**What to work on:**
Return exactly the span of lines that opens with the line containing "Provide one point per instance of the window" and closes with the last line of the data, inclusive.

(Saved entries)

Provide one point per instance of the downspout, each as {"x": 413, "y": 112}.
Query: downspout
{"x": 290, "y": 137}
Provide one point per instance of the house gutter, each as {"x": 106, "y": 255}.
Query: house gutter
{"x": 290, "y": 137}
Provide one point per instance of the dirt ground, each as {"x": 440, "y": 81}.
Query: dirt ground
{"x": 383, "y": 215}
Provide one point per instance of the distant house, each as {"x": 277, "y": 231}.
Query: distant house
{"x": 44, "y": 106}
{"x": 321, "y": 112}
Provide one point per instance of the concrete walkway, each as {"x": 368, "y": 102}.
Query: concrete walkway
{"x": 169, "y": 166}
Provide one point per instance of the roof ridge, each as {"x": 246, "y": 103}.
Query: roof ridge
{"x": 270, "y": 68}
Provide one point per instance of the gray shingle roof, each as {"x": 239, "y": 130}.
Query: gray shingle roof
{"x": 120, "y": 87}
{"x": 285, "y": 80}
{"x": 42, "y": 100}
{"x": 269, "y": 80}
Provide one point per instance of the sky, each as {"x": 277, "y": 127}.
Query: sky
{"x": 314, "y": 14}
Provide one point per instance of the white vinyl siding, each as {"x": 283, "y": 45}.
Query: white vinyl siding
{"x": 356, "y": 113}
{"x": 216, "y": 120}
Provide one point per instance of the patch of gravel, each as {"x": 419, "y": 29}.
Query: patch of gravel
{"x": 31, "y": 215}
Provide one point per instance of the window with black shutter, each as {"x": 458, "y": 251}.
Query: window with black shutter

**Output for this task:**
Provide one point per instance of the window with black shutter, each as {"x": 458, "y": 251}.
Query: window with black shutter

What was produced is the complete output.